→ **Work request**: From the article on discovery in ATFE revocation proceedings, extract verbatim the passage that begins at the words "Documents are provided" and stops after the words "documents are produced.".

Last month’s article regarding how to initially respond to an ATFE notice of revocation elicited numerous requests for more information on this topic. That article discussed the various preliminary steps that should be undertaken to best protect your rights. This article will discuss the discovery process that follows the submission of an answer to the ATFE citation. Let me emphasize, as I did in the first article, that an experienced attorney should represent you throughout the process.

After the answer has been filed, each party (the government and the targeted business) has the opportunity to request discovery from the other. Discovery is a legal term that means what it says; each party may learn (discover) what written materials and oral statements each party possesses.

Documents are provided by each party in response to a written notice to produce documents. Generally, the only limitation for a request to produce is that the documents requested are either relevant to the issues of the action, or that the request may reasonably lead to information that is relevant. This is a very broad standard. Accordingly, absent a claim that the document contains privileged information or that the document itself is irrelevant, the responding party is required to produce it in the manner that it had been kept. Issues of confidentiality such as trade secret, or the identity of a confidential informant, can be protected by use of a confidentiality agreement to be signed by all parties before the documents are produced.

→ **Data below**:
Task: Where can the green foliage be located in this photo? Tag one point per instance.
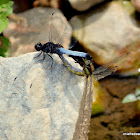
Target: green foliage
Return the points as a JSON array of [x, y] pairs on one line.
[[5, 10], [4, 46]]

→ **Output for this task**:
Documents are provided by each party in response to a written notice to produce documents. Generally, the only limitation for a request to produce is that the documents requested are either relevant to the issues of the action, or that the request may reasonably lead to information that is relevant. This is a very broad standard. Accordingly, absent a claim that the document contains privileged information or that the document itself is irrelevant, the responding party is required to produce it in the manner that it had been kept. Issues of confidentiality such as trade secret, or the identity of a confidential informant, can be protected by use of a confidentiality agreement to be signed by all parties before the documents are produced.